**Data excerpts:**

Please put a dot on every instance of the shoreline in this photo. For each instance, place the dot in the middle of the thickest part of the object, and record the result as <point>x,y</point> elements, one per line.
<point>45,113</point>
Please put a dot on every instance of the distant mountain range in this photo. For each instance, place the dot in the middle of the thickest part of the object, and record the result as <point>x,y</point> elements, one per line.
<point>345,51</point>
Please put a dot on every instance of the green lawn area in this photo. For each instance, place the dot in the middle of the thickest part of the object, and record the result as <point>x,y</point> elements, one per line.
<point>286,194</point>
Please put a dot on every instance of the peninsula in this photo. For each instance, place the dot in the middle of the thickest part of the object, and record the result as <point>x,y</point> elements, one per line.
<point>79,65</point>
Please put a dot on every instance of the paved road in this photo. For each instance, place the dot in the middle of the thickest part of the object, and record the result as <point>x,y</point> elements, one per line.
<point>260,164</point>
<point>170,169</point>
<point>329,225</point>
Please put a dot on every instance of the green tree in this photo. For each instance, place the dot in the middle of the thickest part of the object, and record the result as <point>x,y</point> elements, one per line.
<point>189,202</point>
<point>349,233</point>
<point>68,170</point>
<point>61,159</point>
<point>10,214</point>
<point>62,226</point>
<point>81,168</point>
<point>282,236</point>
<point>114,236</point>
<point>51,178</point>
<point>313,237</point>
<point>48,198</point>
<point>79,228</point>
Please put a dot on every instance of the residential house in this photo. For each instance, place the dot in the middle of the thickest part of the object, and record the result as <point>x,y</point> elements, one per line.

**Problem:** The full set of entries has to be duplicated precisely.

**Answer to the exercise:**
Please put a dot on every instance of the shoreline in this photo. For each instance, place the dot in the middle of the thickest part of the object, and record the result as <point>x,y</point> elements, one per line.
<point>45,113</point>
Please put a dot on every instance of the distant mountain range in this photo. For each instance, place the dot in the middle of the thickest part of the object, and record the result as <point>x,y</point> elements, one per line.
<point>345,51</point>
Please put a dot on every instance of the green lawn area in this photo. For each instance, place the dot in the middle of the thickest part of the object, and record the result as <point>x,y</point> elements, one per line.
<point>286,194</point>
Please put a dot on every instance of the peninsula in this photo. For each instance, place the dot in the middle of the thickest part of the object, and record the result as <point>x,y</point> elements, one per line.
<point>79,65</point>
Please put a dot on every instance of the paved road in this photo. For each instance, place the dot in the middle of the thickest part of the object, and record the result as <point>x,y</point> elements, one per line.
<point>260,164</point>
<point>170,169</point>
<point>329,225</point>
Please put a dot on every instance of the green tree in this photo. For each instance, place the dot in the middle of the thickest part of the object, and record the result as <point>x,y</point> elements, one per line.
<point>189,202</point>
<point>349,233</point>
<point>68,170</point>
<point>61,159</point>
<point>10,214</point>
<point>62,226</point>
<point>81,168</point>
<point>282,236</point>
<point>114,236</point>
<point>51,178</point>
<point>313,237</point>
<point>48,198</point>
<point>79,228</point>
Please put a dot on every instance of the residential house in this photo. For each instance, place the dot in the middle of the thickest part of the object, and record the result as <point>x,y</point> elements, one per line.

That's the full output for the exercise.